### Try it
Continue the passage on David Horowitz's The Professors, starting after its final sentence.

My association with Columbia goes far back. My father is a graduate of
the College and Law School; my mother, a Columbia Ph.D. in Chemistry. I
was Salutatorian of the Class of ’74 and a Kellett Fellow; and I taught
for twelve years in MEALAC as Lecturer, then Assistant Professor, then
Associate Professor. Two of my courses were listed among the top ten for
1991 in the Columbia-Barnard Course Guide. In 1992 I was denied tenure:
since I was offered the Harvard chair in Armenian Studies a year later,
I do not think my scholarship or teaching were at fault. Two senior
colleagues told me that I simply belonged to the wrong race.

David Horowitz’s The Professors

I also thought my experience was unusual; but as we learn from David
Horowitz’s superb book, the inmates have taken control of the lunatic
asylum that is academia today. Misery loves company: if you’re a sane
scholar in this business, the book will at least cheer you up, at least
at first, until you remember this is a book, not about Heidelberg in
1934 or Moscow State University in 1937, but about America in 2006. The
book begins with an account of Hamilton College’s invitation to Ward
Churchill to deliver a lecture (for $3,500 plus expenses). Churchill is
a tenured professor at the University of Colorado and was chairman of
his department. He does not hold a doctorate. He claimed to be an
American Indian – that was a lie. The Rocky Mountain News maintains he
has plagiarized the work of others. In the 1970’s he trained the Weather
Underground in the use of weapons and explosives. He regards the 9/11
terrorist attack as a just penalty visited upon “the little Eichmanns
inhabiting the sterile sanctuary of the twin towers”. Hamilton, after
immense pressure, including the protests of one student whose father
died in the World Trade Center, withdrew its invitation. The AAUP has
declared its official support for Churchill, and he has since toured
many campuses, receiving everywhere a hero’s welcome from large crowds.

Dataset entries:
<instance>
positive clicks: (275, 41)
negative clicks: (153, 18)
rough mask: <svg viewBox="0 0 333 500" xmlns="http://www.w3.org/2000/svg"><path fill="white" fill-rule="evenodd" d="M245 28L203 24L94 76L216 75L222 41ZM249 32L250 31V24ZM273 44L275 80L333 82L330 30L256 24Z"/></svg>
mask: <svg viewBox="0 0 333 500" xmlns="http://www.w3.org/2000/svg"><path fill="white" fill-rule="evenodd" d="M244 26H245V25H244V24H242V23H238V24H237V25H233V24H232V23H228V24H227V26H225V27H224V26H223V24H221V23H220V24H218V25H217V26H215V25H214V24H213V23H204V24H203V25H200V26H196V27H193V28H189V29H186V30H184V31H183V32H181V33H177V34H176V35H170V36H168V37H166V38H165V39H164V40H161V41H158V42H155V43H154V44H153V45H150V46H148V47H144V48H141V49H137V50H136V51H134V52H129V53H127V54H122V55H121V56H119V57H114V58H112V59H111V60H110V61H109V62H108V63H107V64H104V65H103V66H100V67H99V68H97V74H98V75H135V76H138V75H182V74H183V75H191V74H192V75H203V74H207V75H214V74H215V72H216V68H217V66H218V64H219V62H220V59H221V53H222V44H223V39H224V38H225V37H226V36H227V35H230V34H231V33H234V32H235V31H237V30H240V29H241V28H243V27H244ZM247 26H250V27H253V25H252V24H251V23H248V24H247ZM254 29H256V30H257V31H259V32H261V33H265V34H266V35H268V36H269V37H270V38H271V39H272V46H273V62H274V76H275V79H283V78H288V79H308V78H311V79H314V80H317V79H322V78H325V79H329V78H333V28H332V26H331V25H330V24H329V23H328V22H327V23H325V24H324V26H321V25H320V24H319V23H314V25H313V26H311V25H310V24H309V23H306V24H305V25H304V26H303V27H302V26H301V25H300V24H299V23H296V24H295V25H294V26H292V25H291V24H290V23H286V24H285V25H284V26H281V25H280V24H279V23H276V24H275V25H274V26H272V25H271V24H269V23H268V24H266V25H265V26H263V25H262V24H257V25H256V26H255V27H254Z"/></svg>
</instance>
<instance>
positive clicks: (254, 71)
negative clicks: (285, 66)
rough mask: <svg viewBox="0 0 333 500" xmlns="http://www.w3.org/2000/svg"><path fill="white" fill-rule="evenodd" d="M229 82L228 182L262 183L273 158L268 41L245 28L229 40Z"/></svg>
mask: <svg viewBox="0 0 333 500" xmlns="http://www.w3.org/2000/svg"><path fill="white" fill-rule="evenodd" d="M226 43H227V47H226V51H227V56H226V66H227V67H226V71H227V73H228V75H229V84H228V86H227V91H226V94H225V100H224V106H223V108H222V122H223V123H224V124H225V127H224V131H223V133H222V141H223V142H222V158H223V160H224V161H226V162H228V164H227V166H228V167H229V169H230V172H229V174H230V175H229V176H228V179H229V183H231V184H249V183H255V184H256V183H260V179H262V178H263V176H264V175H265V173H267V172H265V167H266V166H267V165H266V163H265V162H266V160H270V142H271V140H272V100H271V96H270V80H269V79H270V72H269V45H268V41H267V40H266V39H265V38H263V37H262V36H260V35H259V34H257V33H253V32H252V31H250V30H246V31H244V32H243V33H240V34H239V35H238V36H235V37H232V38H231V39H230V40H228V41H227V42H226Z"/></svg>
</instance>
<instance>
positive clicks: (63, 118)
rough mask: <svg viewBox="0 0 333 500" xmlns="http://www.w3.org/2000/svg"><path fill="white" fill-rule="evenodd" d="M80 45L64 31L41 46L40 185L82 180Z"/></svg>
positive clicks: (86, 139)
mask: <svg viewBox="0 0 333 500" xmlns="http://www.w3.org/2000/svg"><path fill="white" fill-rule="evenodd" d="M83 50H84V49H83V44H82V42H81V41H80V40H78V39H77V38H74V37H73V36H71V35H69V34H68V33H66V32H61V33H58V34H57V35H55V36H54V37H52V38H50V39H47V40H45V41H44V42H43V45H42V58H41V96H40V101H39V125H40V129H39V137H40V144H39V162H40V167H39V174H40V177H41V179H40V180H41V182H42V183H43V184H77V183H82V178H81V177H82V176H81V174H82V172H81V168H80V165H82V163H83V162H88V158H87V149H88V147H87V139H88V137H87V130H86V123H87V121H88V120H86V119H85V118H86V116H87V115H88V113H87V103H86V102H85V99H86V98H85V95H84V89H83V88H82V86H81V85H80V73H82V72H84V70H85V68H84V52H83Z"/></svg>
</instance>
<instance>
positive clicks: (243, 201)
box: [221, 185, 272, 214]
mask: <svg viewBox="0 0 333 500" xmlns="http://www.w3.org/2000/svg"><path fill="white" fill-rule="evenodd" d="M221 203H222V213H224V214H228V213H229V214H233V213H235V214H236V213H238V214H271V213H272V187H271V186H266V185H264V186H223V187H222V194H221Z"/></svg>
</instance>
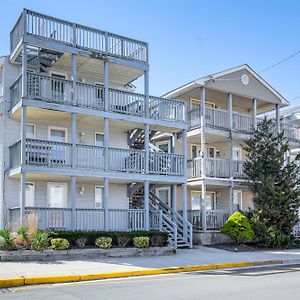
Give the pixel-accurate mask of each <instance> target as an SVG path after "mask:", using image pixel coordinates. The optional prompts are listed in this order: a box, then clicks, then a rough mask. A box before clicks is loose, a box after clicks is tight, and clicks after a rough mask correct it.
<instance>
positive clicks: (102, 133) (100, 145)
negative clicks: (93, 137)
mask: <svg viewBox="0 0 300 300" xmlns="http://www.w3.org/2000/svg"><path fill="white" fill-rule="evenodd" d="M103 145H104V134H103V133H99V132H96V133H95V146H98V147H103Z"/></svg>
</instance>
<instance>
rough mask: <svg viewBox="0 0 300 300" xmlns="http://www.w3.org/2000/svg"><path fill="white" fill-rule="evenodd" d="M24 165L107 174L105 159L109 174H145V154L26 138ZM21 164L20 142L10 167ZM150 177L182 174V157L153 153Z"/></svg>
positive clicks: (12, 156)
mask: <svg viewBox="0 0 300 300" xmlns="http://www.w3.org/2000/svg"><path fill="white" fill-rule="evenodd" d="M25 151H26V152H25V164H26V165H32V166H42V167H49V168H75V169H79V170H82V169H85V170H92V171H97V170H98V171H104V160H105V159H108V171H114V172H126V173H143V174H144V173H145V155H146V153H145V151H144V150H134V149H121V148H113V147H109V148H108V157H107V158H106V157H105V148H104V147H99V146H93V145H82V144H77V145H75V151H74V158H73V157H72V155H73V151H72V144H71V143H63V142H54V141H48V140H37V139H26V146H25ZM20 163H21V141H18V142H17V143H15V144H14V145H12V146H11V147H10V168H16V167H18V166H20ZM149 174H160V175H175V176H182V175H183V156H182V155H178V154H169V153H160V152H150V154H149Z"/></svg>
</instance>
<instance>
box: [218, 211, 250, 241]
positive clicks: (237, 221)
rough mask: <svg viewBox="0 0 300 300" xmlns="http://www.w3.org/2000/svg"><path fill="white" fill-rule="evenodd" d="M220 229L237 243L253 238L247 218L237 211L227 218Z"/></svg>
mask: <svg viewBox="0 0 300 300" xmlns="http://www.w3.org/2000/svg"><path fill="white" fill-rule="evenodd" d="M220 231H221V233H223V234H225V235H227V236H229V237H230V238H232V239H233V240H234V241H235V242H236V243H238V244H242V243H245V242H247V241H251V240H253V239H254V232H253V229H252V226H251V224H250V222H249V220H248V218H247V217H246V216H245V215H244V214H243V213H242V212H239V211H236V212H234V213H233V214H232V215H231V216H230V217H229V218H228V220H227V221H226V223H225V224H224V226H223V227H222V228H221V230H220Z"/></svg>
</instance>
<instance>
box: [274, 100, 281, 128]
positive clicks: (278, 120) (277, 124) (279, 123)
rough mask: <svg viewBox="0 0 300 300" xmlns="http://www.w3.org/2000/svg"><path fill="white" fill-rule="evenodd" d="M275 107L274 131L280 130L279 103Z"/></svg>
mask: <svg viewBox="0 0 300 300" xmlns="http://www.w3.org/2000/svg"><path fill="white" fill-rule="evenodd" d="M275 108H276V132H277V133H279V132H280V120H279V105H278V104H276V105H275Z"/></svg>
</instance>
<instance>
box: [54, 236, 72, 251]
mask: <svg viewBox="0 0 300 300" xmlns="http://www.w3.org/2000/svg"><path fill="white" fill-rule="evenodd" d="M50 243H51V248H52V249H53V250H66V249H68V248H69V247H70V243H69V242H68V241H67V240H66V239H62V238H56V239H52V240H51V241H50Z"/></svg>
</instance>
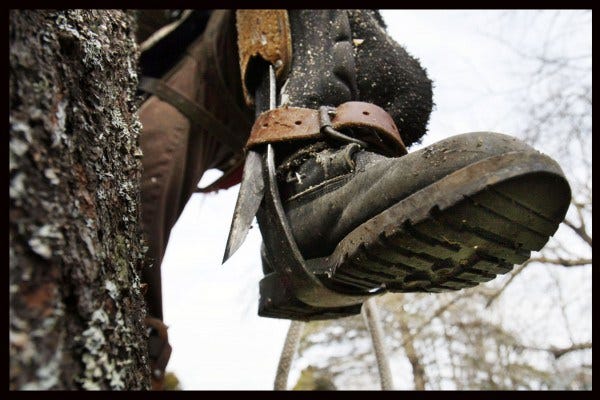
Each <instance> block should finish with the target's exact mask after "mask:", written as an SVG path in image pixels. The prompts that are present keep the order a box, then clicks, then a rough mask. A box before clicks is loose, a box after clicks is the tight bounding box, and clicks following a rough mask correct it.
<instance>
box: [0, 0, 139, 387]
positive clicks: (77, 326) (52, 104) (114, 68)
mask: <svg viewBox="0 0 600 400" xmlns="http://www.w3.org/2000/svg"><path fill="white" fill-rule="evenodd" d="M9 46H10V78H9V112H10V117H9V133H10V142H9V157H10V159H9V171H10V184H9V197H10V210H9V220H10V225H9V267H10V289H9V290H10V295H9V296H10V307H9V312H10V329H9V335H10V337H9V342H10V343H9V351H10V374H9V375H10V384H9V387H10V389H147V388H149V384H150V381H149V369H148V366H147V361H146V355H147V350H146V339H145V338H146V337H145V328H144V324H143V320H144V317H145V307H144V303H143V296H142V293H141V288H140V278H139V274H140V271H141V268H142V263H143V253H144V244H143V242H142V237H141V233H140V228H139V212H140V208H139V179H140V171H141V163H140V159H139V158H140V156H141V152H140V150H139V146H138V135H139V132H140V123H139V121H138V119H137V116H136V110H137V104H136V101H135V98H134V95H135V87H136V84H137V74H136V59H137V49H136V45H135V40H134V21H133V18H132V17H131V16H130V15H128V14H126V13H124V12H121V11H109V10H92V11H89V10H72V11H46V10H43V11H34V10H30V11H16V10H12V11H11V12H10V16H9Z"/></svg>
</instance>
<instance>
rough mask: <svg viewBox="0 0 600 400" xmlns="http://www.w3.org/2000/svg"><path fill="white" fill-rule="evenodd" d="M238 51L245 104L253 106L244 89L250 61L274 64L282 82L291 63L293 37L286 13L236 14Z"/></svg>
mask: <svg viewBox="0 0 600 400" xmlns="http://www.w3.org/2000/svg"><path fill="white" fill-rule="evenodd" d="M235 17H236V26H237V33H238V50H239V56H240V70H241V74H242V87H243V91H244V99H245V100H246V104H248V105H249V106H252V105H253V104H254V96H253V94H251V92H250V91H249V88H248V87H247V84H248V82H247V80H248V79H247V78H248V75H249V73H251V72H252V71H251V70H252V65H251V64H252V60H253V59H255V58H262V59H263V60H265V61H267V62H269V63H271V64H273V66H274V67H275V75H276V76H277V79H278V80H279V81H280V82H281V80H282V79H284V77H285V75H286V74H287V72H288V71H289V68H290V65H291V63H292V36H291V31H290V22H289V18H288V13H287V10H236V13H235Z"/></svg>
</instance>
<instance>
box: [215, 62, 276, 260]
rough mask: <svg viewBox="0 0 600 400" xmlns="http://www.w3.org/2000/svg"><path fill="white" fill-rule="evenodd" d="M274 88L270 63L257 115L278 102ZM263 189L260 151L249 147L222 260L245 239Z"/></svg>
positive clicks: (257, 204) (272, 68)
mask: <svg viewBox="0 0 600 400" xmlns="http://www.w3.org/2000/svg"><path fill="white" fill-rule="evenodd" d="M276 90H277V89H276V82H275V70H274V69H273V66H272V65H269V70H268V76H267V77H265V79H263V80H262V82H261V84H260V85H259V86H258V88H257V90H256V96H255V99H256V100H255V104H256V117H258V116H259V115H260V114H261V113H262V112H263V111H267V110H271V109H273V108H275V107H276V106H277V104H276V95H277V92H276ZM264 189H265V180H264V176H263V168H262V155H261V154H260V153H259V152H257V151H254V150H249V151H248V154H247V155H246V162H245V164H244V174H243V176H242V183H241V185H240V191H239V194H238V198H237V202H236V204H235V209H234V211H233V218H232V221H231V227H230V229H229V237H228V238H227V244H226V245H225V254H224V255H223V264H224V263H225V261H227V260H228V259H229V257H231V256H232V255H233V253H235V252H236V251H237V249H239V248H240V246H241V245H242V243H244V240H245V239H246V236H247V235H248V231H249V230H250V226H251V225H252V219H253V218H254V216H255V215H256V211H258V207H259V206H260V203H261V201H262V198H263V194H264Z"/></svg>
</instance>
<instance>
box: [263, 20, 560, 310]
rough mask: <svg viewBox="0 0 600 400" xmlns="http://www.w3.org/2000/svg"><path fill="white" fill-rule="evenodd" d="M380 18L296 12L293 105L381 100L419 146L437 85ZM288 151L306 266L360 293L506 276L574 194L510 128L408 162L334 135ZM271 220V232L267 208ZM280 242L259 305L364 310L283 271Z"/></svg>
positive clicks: (334, 288)
mask: <svg viewBox="0 0 600 400" xmlns="http://www.w3.org/2000/svg"><path fill="white" fill-rule="evenodd" d="M344 18H346V19H344ZM327 21H332V22H331V23H328V22H327ZM380 22H381V21H380V19H379V18H378V14H377V13H376V12H373V11H365V10H358V11H348V12H345V11H340V10H328V11H310V10H297V11H291V12H290V23H291V28H292V40H293V43H294V63H293V65H292V71H291V73H290V76H289V79H288V81H287V82H286V83H285V84H284V86H283V88H282V91H281V93H282V95H281V101H282V103H283V105H291V106H297V107H307V108H318V107H319V106H321V105H328V106H337V105H339V104H340V103H343V102H345V101H349V100H359V101H365V102H372V103H374V104H377V105H379V106H380V107H383V108H384V109H385V110H386V111H387V112H388V113H389V114H390V115H391V116H392V117H393V119H394V121H395V122H396V125H397V126H398V128H399V131H400V133H401V135H402V138H403V140H404V141H405V143H406V144H407V145H410V144H411V143H414V142H418V141H419V140H420V138H421V137H422V135H423V134H424V133H425V126H426V123H427V120H428V117H429V112H430V110H431V105H432V102H431V83H430V81H429V79H428V78H427V77H426V75H425V72H424V70H423V69H422V68H421V67H420V66H419V64H418V62H417V61H416V60H414V59H412V58H411V57H410V56H408V55H407V54H406V52H405V51H404V50H403V49H402V48H401V47H400V46H399V45H398V44H397V43H395V42H394V41H393V40H392V39H390V38H389V37H388V36H387V35H386V34H385V31H384V29H383V27H382V24H381V23H380ZM323 26H328V29H325V30H323V29H322V27H323ZM350 44H351V47H349V45H350ZM316 54H319V56H318V57H317V56H316ZM350 54H352V55H353V57H351V56H350ZM322 55H323V56H322ZM345 133H346V134H348V135H351V134H352V132H345ZM275 152H276V154H277V155H278V158H277V164H278V169H277V177H278V182H279V192H280V193H281V201H282V204H283V208H284V210H285V214H286V219H287V223H288V224H289V227H290V229H291V231H292V233H293V237H294V240H295V242H296V245H297V246H298V249H299V250H300V252H301V253H302V257H303V258H304V260H305V262H306V265H307V266H308V267H309V268H310V269H311V271H312V273H313V274H314V275H315V276H317V277H318V278H319V280H320V281H321V282H322V283H323V284H324V285H325V286H326V287H327V288H329V289H331V290H334V291H336V292H339V293H346V294H348V295H357V298H358V299H360V295H375V294H380V293H383V292H386V291H391V292H411V291H421V292H440V291H447V290H458V289H462V288H466V287H471V286H475V285H477V284H478V283H480V282H485V281H488V280H490V279H493V278H494V277H495V276H496V274H499V273H506V272H508V271H510V270H511V269H512V267H513V265H514V264H519V263H522V262H524V261H525V260H527V259H528V258H529V256H530V252H531V251H533V250H539V249H541V248H542V247H543V246H544V245H545V243H546V242H547V240H548V239H549V237H550V236H551V235H553V234H554V232H555V231H556V229H557V228H558V225H559V223H560V222H561V221H562V220H563V218H564V215H565V213H566V211H567V208H568V205H569V200H570V188H569V185H568V183H567V181H566V179H565V177H564V174H563V172H562V170H561V169H560V167H559V166H558V164H556V162H554V161H553V160H552V159H550V158H549V157H547V156H545V155H543V154H540V153H539V152H537V151H536V150H534V149H533V148H531V147H530V146H528V145H527V144H525V143H524V142H522V141H520V140H518V139H515V138H513V137H510V136H506V135H502V134H497V133H471V134H464V135H458V136H454V137H451V138H448V139H446V140H443V141H441V142H438V143H436V144H434V145H432V146H429V147H427V148H425V149H422V150H419V151H416V152H414V153H410V154H408V155H405V156H403V157H400V158H389V157H384V156H382V155H380V154H377V153H376V152H373V149H364V148H361V147H360V146H357V145H356V144H343V143H339V142H332V141H326V142H317V143H303V144H302V145H300V146H299V145H297V144H284V145H276V146H275ZM259 217H260V214H259ZM259 224H260V225H261V231H263V232H268V231H269V229H270V227H269V226H268V225H269V222H268V219H267V218H264V217H263V218H259ZM263 236H264V233H263ZM277 251H278V249H277V248H267V247H266V246H263V250H262V258H263V269H264V271H265V274H266V277H265V278H264V279H263V280H262V281H261V285H260V288H261V300H260V304H259V314H260V315H263V316H269V317H275V318H291V319H301V320H312V319H325V318H335V317H342V316H346V315H351V314H356V313H358V312H359V311H360V302H358V303H357V305H356V306H354V307H353V306H348V307H344V308H332V307H319V305H318V304H315V303H314V302H313V303H312V304H310V305H309V304H306V303H303V302H302V301H300V300H299V299H298V298H296V297H295V296H294V293H293V290H291V286H290V285H289V283H287V282H285V280H282V277H281V276H280V275H279V274H278V273H277V272H274V271H276V270H277V269H276V268H273V265H272V264H273V262H275V261H274V260H276V259H277V257H275V256H274V255H275V254H276V252H277ZM324 303H325V302H324Z"/></svg>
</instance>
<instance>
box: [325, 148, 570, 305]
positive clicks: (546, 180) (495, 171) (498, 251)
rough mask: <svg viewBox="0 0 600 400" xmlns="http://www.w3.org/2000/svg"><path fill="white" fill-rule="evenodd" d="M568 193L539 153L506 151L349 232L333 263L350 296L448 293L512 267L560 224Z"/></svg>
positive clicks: (334, 272) (527, 254)
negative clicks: (512, 152) (391, 293)
mask: <svg viewBox="0 0 600 400" xmlns="http://www.w3.org/2000/svg"><path fill="white" fill-rule="evenodd" d="M570 198H571V193H570V188H569V185H568V183H567V181H566V180H565V178H564V177H563V174H562V171H561V170H560V167H558V165H557V164H556V163H555V162H554V161H553V160H551V159H550V158H549V157H547V156H544V155H542V154H540V153H533V152H532V153H522V152H514V153H507V154H503V155H501V156H496V157H491V158H489V159H485V160H482V161H480V162H478V163H475V164H472V165H470V166H468V167H465V168H462V169H460V170H458V171H455V172H454V173H452V174H450V175H448V176H446V177H444V178H443V179H441V180H439V181H438V182H435V183H434V184H432V185H429V186H427V187H426V188H424V189H422V190H420V191H418V192H416V193H414V194H413V195H411V196H409V197H408V198H406V199H404V200H402V201H400V202H398V203H397V204H395V205H394V206H392V207H390V208H388V209H387V210H385V211H384V212H382V213H380V214H379V215H377V216H375V217H373V218H371V219H370V220H368V221H367V222H365V223H363V224H362V225H360V226H359V227H358V228H356V229H355V230H354V231H352V232H351V233H350V234H348V235H347V236H346V237H345V238H344V239H343V240H342V241H341V242H340V244H339V245H338V246H337V247H336V250H335V251H334V253H333V254H332V255H331V256H330V257H328V261H329V262H332V263H333V265H334V269H333V272H332V273H331V275H330V276H320V278H321V279H322V281H323V282H324V283H325V284H326V285H327V286H329V287H331V288H335V289H336V290H340V291H344V292H347V293H360V292H365V291H373V290H375V289H384V290H387V291H389V292H444V291H452V290H460V289H464V288H468V287H473V286H476V285H478V284H479V283H482V282H487V281H490V280H492V279H494V278H495V277H496V276H497V275H498V274H505V273H507V272H509V271H510V270H512V268H513V266H514V265H515V264H521V263H523V262H524V261H526V260H527V259H529V258H530V254H531V251H536V250H540V249H541V248H542V247H543V246H544V245H545V244H546V242H547V241H548V240H549V238H550V236H552V235H553V234H554V233H555V232H556V230H557V229H558V226H559V224H560V223H561V222H562V220H563V218H564V216H565V214H566V211H567V209H568V206H569V203H570Z"/></svg>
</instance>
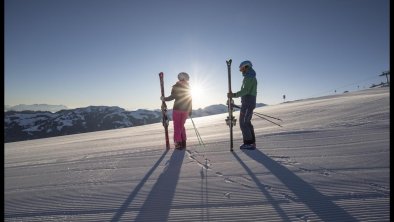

### Answer to this task
This is not an extreme example. Horowitz demonstrates that it is routine
for American universities to grant tenure to people who are
under-qualified or unqualified, provided they meet an ideological
standard imposed upon various disciplines in the humanities. It is de
rigueur to decry America as the fons et origo of every evil, from the
oppression of Blacks, women, gays, and Native Americans to the fouling
of the planet and the fomenting of war and misery around the globe.
Israel, too, must be derided as the sole villain in the Middle East
conflict: as the Israel-bashers have gained confidence, their imagery
and rhetoric have assumed the features of old-fashioned anti-Semitism.
Correspondingly, one may not criticize Islam or the Arabs for offenses
inexcusable in others: I recall a poster of the Arab students’ society
at Columbia around 1990 depicting a hook-nosed Israeli soldier
bayoneting a crucified Palestinian. It hung in the MEALAC office for
some days before I removed it, to the consternation of the staff – and,
doubtless, to the detriment of my future career on Morningside Heights.
(It did not matter that some years before I had asked my Literature
Humanities students not to use an assigned edition of the Inferno that
contained a crude modern drawing of Muhammad dismembering himself. I did
not want to hurt the feelings of a Muslim pupil and friend. But Islam
was not the cause of the day then. You can’t win.) It also harms one’s
chances of employment if one is an overtly devout Christian, or a
political conservative. How things have changed! A teacher of mine
recalls that in the early 1960s, candidates for positions at Smith were
interviewed on Friday and served pork at lunch, to weed out Jews and
Catholics. I wonder which foods are verboten to Hegemonists. And
academic writing itself has come to reify these political positions: the
impenetrable jargon of “gendered” studies decrying “patriarchal”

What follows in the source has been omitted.